# [What the task requires]
Rewrite each of the rows below, changing "evaluation" to "assessment" wherever it occurs and keeping every other word and mark as it is.

# [Dataset entries]
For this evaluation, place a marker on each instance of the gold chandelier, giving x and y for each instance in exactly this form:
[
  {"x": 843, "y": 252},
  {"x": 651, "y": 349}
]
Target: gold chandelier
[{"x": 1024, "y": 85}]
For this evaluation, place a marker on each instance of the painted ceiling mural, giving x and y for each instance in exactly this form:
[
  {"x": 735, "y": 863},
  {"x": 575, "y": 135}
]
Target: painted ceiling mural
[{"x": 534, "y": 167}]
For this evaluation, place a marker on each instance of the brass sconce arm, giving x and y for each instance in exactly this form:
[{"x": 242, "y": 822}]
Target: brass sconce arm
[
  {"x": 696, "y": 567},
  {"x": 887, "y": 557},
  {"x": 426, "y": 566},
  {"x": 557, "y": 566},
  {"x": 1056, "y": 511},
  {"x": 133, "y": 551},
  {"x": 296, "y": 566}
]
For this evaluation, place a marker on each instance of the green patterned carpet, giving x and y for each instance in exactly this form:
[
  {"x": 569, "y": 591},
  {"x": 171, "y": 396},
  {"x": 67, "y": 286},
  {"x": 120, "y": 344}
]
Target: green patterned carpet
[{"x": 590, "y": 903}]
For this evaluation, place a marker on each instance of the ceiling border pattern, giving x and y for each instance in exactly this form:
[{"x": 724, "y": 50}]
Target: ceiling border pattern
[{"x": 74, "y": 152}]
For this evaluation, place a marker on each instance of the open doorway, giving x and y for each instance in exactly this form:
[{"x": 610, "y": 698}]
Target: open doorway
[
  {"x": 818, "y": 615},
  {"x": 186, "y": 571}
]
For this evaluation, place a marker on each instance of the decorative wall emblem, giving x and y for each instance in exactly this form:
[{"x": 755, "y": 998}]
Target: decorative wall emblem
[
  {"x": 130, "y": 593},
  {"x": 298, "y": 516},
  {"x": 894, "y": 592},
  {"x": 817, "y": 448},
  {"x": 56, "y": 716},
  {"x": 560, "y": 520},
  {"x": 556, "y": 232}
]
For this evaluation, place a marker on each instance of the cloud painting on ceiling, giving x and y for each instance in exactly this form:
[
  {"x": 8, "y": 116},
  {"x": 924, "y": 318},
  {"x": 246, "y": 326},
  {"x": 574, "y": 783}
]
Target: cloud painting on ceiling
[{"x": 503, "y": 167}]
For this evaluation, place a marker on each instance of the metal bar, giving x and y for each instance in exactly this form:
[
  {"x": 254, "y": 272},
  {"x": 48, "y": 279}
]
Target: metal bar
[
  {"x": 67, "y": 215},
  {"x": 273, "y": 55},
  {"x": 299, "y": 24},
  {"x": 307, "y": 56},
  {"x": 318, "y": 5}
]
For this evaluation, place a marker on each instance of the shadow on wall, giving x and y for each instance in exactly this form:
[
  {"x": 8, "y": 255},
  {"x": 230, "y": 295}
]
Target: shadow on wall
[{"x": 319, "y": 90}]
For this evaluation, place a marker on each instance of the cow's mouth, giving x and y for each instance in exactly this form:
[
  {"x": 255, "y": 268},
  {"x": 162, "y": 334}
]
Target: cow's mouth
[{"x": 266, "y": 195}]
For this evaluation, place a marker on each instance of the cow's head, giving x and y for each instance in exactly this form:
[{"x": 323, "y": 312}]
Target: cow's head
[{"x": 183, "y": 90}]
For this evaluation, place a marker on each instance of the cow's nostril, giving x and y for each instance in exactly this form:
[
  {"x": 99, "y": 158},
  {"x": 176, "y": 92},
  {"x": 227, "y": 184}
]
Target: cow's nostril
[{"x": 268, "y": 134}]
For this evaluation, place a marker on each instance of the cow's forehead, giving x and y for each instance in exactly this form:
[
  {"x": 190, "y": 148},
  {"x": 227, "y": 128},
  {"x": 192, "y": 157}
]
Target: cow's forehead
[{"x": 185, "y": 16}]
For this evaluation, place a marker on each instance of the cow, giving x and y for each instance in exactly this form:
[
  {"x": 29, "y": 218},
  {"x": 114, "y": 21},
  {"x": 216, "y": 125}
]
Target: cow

# [Solution to this exercise]
For this assessment, place a marker on each instance of the gold chandelier, giving x and y for each instance in exactly this form:
[
  {"x": 843, "y": 252},
  {"x": 651, "y": 349}
]
Target: gold chandelier
[{"x": 1024, "y": 85}]
For this assessment, place a marker on each instance of the painted ceiling mural, giving x and y for each instance in exactly this form:
[
  {"x": 735, "y": 863},
  {"x": 575, "y": 135}
]
Target: painted ceiling mural
[{"x": 534, "y": 167}]
For this assessment, place a marker on each instance of the brass sconce arm, giving x and y for each instance in exactly this form:
[{"x": 242, "y": 822}]
Target: brass sconce arm
[
  {"x": 696, "y": 567},
  {"x": 887, "y": 557},
  {"x": 426, "y": 566},
  {"x": 557, "y": 566},
  {"x": 1056, "y": 511},
  {"x": 133, "y": 551},
  {"x": 296, "y": 566}
]
For this assessment, place a marker on each instance of the green patterned carpet, giving x and y for each instance in exactly this form:
[
  {"x": 569, "y": 591},
  {"x": 171, "y": 396},
  {"x": 67, "y": 286},
  {"x": 120, "y": 344}
]
Target: green patterned carpet
[{"x": 590, "y": 903}]
For this assessment, place a marker on each instance of the ceiling border pattern, giving x and y for each instance in exactly this form:
[{"x": 724, "y": 50}]
Target: ceiling border pattern
[{"x": 74, "y": 152}]
For this assessment, place a marker on each instance of the open doorway, giving x and y for each instance in exactly this form:
[{"x": 610, "y": 698}]
Target: open doorway
[
  {"x": 818, "y": 615},
  {"x": 186, "y": 571}
]
For this assessment, place a marker on each instance of the decorative wall emblem, giving x and y for each instance in exactly this form:
[{"x": 755, "y": 998}]
Target: decorative wall emblem
[
  {"x": 130, "y": 593},
  {"x": 298, "y": 516},
  {"x": 894, "y": 592},
  {"x": 817, "y": 448},
  {"x": 56, "y": 716},
  {"x": 560, "y": 520},
  {"x": 556, "y": 232}
]
For this assessment, place a marker on each instance of the cloud painting on ceiling, giving x and y for each instance in exactly this form:
[
  {"x": 8, "y": 116},
  {"x": 924, "y": 318},
  {"x": 246, "y": 326},
  {"x": 574, "y": 783}
]
Target: cloud painting on ceiling
[{"x": 503, "y": 167}]
For this assessment, place a marker on each instance of the metal bar, giving x and y for each instance in exactly this form:
[
  {"x": 254, "y": 272},
  {"x": 48, "y": 279}
]
Target: metal bar
[
  {"x": 67, "y": 215},
  {"x": 273, "y": 55},
  {"x": 299, "y": 24},
  {"x": 307, "y": 56},
  {"x": 318, "y": 5}
]
For this assessment, place a marker on each instance of the shadow on wall, giving x and y for each instance in exactly this form:
[
  {"x": 8, "y": 255},
  {"x": 230, "y": 295}
]
Target: shadow on wall
[{"x": 319, "y": 90}]
For this assessment, place a marker on each instance of the cow's mouth, giving x and y for each instance in exactly this form:
[
  {"x": 255, "y": 268},
  {"x": 162, "y": 334}
]
Target: cow's mouth
[{"x": 266, "y": 195}]
For this assessment, place a marker on each instance of the cow's head, giving x and y for each instance in exactly this form:
[{"x": 323, "y": 312}]
Target: cow's head
[{"x": 183, "y": 90}]
For this assessment, place a marker on each instance of the cow's nostril, giving x and y for each instance in exactly this form:
[
  {"x": 99, "y": 158},
  {"x": 176, "y": 92},
  {"x": 227, "y": 184}
]
Target: cow's nostril
[{"x": 268, "y": 134}]
For this assessment, place a marker on each instance of the cow's forehead, giving x and y for each instance in exactly this form:
[
  {"x": 190, "y": 148},
  {"x": 227, "y": 128},
  {"x": 192, "y": 157}
]
Target: cow's forehead
[{"x": 185, "y": 16}]
For this assessment, place a marker on each instance of the cow, giving x and y for each instance in exactly this form:
[
  {"x": 29, "y": 218},
  {"x": 114, "y": 21},
  {"x": 216, "y": 125}
]
Target: cow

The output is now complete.